= TEXTO =
Artículo en el suplemento El Perseguidor de Diario de Avisos |
La
obra de José Carlos Cataño (La Laguna, 1954) abarca prácticamente todos los géneros literarios, aunque la vertiente poética sea la principal y actúe como unificadora del
conjunto. Su poesía reunida desde 1975 a 2005 figura en el volumen
El amor lejano (que
incluye los siguientes libros: Disparos
en el paraíso, Muerte
sin ahí, El
cónsul de Mar del Norte, A
las islas vacías y Para
enterrar a los muertos en las palabras).
Con posterioridad ha editado el
poemario Lugares que fueron tu rostro.
Además, su escritura conoce tanto el ensayo (deliciosa recopilación
es Aurora y exilio),
como la novela (De tu boca a los cielos
y Madame)
y los diarios, cuya primera parte nos ha ofrecido en Los
que cruzan el mar.
Quisiera
resaltar, en primer lugar, dos hechos nada baladíes: el desarrollo orgánico que subyace en sus poemas y la reelaboración a que ha
sometido en varias ocasiones José Carlos Cataño a sus entregas
poéticas precedentes, denotando con ello una capacidad de
acendramiento y corrección si de esta manera podía avanzar aún
más, si cabe, hacia ese núcleo originario de emoción del que
germina el poema.
En
el transcurso de su dilatada trayectoria existen una serie de
preocupaciones continuas que han hallado concreción en sus diversos
poemarios. Sin embargo, observamos que cada uno surge de una
necesidad expresiva distinta, responde a un aliento que articula su
voz de una manera diferencial. Así, cada entrega obedecerá a las
dilataciones y retracciones de una respiración cambiante, como si la
escritura misma acusase la rotación de una marea interna de la
palabra. En efecto, Disparos en el
paraíso constituiría un primer
momento de expansión, por la amplitud respiratoria del verso y el
hálito abarcador e inclusivo de la palabra, donde cada sección del
libro brota de una explosión distinta, como episodios de una intensa
experiencia verbal. A este volumen cabría oponérsele, en la
secuencia trazada por la metáfora de las mareas internas, el
siguiente: Muerte sin ahí,
donde la voz de Cataño se retrae hasta un nivel extremo de
concentración verbal; a la violencia instaurada por la imagen en
Disparos en el paraíso
le sigue esta violencia implosiva. Sometida su escritura poética a
estas dilataciones y retracciones en el verso, el poeta busca una vía
de emancipación, una respiración más amplia todavía, y en el
tercer poemario, El cónsul del mar del
Norte, asistimos al nacimiento de un
conjunto de poemas en prosa a los que no les son ajenos -aparte de un
intenso lirismo- la ironía, cierto carácter narrativo y una honda
reflexividad.

= INFORMACIÓN MOSTRADA =
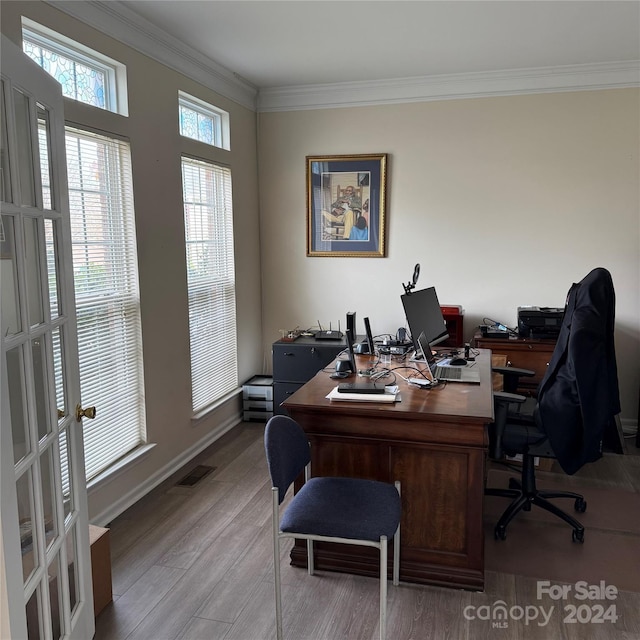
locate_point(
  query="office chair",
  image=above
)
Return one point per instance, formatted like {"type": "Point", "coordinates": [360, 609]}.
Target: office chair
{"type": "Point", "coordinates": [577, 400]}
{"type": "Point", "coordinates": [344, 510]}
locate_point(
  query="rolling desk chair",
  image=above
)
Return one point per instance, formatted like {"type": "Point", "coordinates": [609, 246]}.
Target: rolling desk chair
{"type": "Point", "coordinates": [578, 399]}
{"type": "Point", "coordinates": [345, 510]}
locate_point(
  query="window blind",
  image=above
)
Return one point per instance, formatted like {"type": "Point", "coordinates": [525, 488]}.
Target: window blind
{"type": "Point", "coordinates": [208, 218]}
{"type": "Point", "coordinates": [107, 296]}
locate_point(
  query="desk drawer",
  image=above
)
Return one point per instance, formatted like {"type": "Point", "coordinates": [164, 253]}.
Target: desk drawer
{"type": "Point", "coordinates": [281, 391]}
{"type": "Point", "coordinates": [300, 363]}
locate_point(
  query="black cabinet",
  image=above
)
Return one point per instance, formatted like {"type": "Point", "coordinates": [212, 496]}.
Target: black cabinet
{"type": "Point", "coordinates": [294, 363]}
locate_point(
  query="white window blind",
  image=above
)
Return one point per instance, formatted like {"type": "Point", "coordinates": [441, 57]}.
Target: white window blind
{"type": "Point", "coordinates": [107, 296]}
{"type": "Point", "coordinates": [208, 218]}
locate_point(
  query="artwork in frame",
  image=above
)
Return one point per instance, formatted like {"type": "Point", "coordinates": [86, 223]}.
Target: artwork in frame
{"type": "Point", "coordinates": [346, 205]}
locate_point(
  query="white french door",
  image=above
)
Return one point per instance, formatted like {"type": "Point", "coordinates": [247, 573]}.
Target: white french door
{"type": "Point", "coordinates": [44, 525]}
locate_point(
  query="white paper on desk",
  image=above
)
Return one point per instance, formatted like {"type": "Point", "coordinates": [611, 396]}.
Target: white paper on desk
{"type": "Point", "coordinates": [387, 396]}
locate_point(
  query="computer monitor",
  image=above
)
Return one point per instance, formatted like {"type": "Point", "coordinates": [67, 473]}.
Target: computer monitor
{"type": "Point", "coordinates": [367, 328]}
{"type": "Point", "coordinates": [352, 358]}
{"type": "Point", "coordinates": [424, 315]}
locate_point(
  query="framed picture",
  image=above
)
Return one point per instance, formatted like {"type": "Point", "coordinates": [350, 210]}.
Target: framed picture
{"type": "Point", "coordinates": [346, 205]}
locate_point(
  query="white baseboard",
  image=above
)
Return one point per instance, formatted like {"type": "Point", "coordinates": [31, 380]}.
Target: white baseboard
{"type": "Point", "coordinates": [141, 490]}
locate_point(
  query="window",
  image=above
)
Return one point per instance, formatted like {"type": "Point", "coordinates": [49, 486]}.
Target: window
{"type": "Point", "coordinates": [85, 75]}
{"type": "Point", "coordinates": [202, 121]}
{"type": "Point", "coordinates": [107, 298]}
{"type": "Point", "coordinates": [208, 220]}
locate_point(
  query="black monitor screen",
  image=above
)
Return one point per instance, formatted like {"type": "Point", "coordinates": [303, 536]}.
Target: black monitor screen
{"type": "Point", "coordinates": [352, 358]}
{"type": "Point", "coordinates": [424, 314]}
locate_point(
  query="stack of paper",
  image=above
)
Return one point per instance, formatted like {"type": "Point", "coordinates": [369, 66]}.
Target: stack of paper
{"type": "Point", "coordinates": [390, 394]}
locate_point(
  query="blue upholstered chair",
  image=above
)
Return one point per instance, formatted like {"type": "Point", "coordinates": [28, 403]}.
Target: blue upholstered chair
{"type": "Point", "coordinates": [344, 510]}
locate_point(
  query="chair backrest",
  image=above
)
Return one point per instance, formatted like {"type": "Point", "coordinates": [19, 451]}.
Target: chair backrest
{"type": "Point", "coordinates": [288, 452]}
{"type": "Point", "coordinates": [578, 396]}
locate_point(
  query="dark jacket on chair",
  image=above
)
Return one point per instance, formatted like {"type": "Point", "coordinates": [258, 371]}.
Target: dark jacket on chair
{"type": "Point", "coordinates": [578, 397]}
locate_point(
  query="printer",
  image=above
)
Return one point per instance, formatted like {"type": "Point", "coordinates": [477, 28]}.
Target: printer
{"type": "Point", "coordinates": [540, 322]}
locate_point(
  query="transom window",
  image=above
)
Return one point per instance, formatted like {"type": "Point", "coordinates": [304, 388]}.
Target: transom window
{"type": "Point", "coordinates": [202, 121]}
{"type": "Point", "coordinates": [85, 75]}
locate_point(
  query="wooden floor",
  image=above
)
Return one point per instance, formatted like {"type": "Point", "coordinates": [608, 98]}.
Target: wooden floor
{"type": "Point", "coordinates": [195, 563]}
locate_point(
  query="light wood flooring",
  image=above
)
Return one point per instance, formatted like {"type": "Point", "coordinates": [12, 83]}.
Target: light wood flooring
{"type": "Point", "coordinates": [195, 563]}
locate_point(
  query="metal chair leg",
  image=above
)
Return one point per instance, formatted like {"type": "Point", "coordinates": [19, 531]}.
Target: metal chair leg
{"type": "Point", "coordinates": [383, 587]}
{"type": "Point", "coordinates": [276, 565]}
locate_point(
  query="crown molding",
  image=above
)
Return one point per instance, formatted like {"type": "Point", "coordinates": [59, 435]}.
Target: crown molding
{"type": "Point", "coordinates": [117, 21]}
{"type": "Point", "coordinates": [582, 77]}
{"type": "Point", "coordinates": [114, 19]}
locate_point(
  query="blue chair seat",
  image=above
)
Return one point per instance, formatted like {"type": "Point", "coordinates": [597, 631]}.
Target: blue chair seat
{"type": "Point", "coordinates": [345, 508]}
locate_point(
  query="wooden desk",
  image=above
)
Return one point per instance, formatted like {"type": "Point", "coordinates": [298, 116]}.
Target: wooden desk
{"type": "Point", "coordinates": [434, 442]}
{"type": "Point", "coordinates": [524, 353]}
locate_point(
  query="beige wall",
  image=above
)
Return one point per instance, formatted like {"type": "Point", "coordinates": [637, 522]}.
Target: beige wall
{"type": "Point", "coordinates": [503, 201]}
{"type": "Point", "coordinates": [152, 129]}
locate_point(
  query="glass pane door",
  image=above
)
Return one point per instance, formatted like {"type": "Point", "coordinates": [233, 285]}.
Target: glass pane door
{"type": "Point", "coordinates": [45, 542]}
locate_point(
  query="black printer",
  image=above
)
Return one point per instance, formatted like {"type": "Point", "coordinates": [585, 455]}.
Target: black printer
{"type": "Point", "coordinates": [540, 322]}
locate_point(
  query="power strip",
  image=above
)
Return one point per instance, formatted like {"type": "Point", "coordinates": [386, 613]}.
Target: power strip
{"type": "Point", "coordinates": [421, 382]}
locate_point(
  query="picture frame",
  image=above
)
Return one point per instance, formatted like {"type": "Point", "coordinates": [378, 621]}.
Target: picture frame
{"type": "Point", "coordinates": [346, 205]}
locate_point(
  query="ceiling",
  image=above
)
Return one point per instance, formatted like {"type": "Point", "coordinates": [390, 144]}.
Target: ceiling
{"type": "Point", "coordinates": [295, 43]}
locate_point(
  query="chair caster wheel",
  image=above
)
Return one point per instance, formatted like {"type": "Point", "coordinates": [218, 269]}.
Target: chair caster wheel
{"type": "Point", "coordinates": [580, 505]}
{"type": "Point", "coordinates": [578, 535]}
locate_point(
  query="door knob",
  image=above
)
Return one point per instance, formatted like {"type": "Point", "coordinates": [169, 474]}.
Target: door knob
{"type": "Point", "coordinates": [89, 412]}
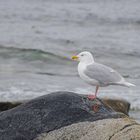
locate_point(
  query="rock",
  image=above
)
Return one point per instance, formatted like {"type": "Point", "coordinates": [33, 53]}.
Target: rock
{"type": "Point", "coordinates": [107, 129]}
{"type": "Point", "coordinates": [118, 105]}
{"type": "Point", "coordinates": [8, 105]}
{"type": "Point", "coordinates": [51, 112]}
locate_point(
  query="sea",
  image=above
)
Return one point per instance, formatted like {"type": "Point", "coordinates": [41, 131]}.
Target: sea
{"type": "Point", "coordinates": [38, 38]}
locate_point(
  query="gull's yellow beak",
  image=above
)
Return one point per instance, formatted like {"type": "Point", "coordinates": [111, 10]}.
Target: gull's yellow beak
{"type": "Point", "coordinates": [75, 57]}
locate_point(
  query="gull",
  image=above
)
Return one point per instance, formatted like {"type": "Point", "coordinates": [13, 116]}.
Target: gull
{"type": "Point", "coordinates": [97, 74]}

= INSTRUCCIÓN DADA A =
Cita literalmente el fragmento del texto sobre la obra de José Carlos Cataño que comienza con las palabras "Con posterioridad ha" y termina con "cruzan el mar.".
= INSTRUCCIÓN DADA B =
Indica si cada afirmación coincide con el texto sobre la obra de José Carlos Cataño, respondiendo sí o no y citando de forma literal las palabras del texto que lo deciden: (i) Cataño nació en La Laguna en 1954. (ii) El volumen El amor lejano reúne su poesía de 1975 a 2005. (iii) En Muerte sin ahí la voz del poeta se expande con versos de gran amplitud.
= INSTRUCCIÓN DADA C =
Prosigue el texto sobre la obra de José Carlos Cataño a partir de su última oración.
Los registros no guardan relación con el texto sobre la obra de José Carlos Cataño.

= RESPUESTA A =
Con posterioridad ha editado el
poemario Lugares que fueron tu rostro.
Además, su escritura conoce tanto el ensayo (deliciosa recopilación
es Aurora y exilio),
como la novela (De tu boca a los cielos
y Madame)
y los diarios, cuya primera parte nos ha ofrecido en Los
que cruzan el mar.

= RESPUESTA B =
(i) Sí: "José Carlos Cataño (La Laguna, 1954)".
(ii) Sí: "Su poesía reunida desde 1975 a 2005 figura en el volumen El amor lejano".
(iii) No: "donde la voz de Cataño se retrae hasta un nivel extremo de concentración verbal".

= RESPUESTA C =
En
el que es su última compilación hasta ahora, Lugares
que fueron tu rostro, se adentra ya en
un proceso de mayor transparencia: el poema, más que sometido a las
fluctuaciones de una corriente, se nos figura como una breve brisa de
relampagueante despojamiento. En las experiencias referidas se
percibe un abandono al fluir del mundo, cierta noción de fragilidad
y desasimiento, así como una suerte de ajuste de cuentas y
recapitulación. La expresión rotunda de textos anteriores se
aligera quedando “un parpadeo del sentido”, como dice de las
nubes en uno de sus versos.
Es
fama que el filósofo presocrático Empédocles de Agrigento nos legó
la visión materialista de un universo organizado en torno a cuatro
raíces o elementos. Esa cosmovisión se completaba con la existencia
de dos fuerzas opuestas que se alternaban y generaban los cambios y
distintos estados del universo. Los movimientos
de retracción y dilatación a los que me he referido en la obra de
Cataño se aplican, sobre todo, a sus aspectos formales; pero también
existe un correlato de esa visión en lo temático: cuando escribe
sobre la memoria, el amor, la muerte o la distancia, cada poema queda
insertado en un espacio dramático. De ahí que pivote sobre ciertos
fenómenos de los que habla esta poesía una especie de tensión que
dimana de la imposible armonización entre fuerzas contrarias.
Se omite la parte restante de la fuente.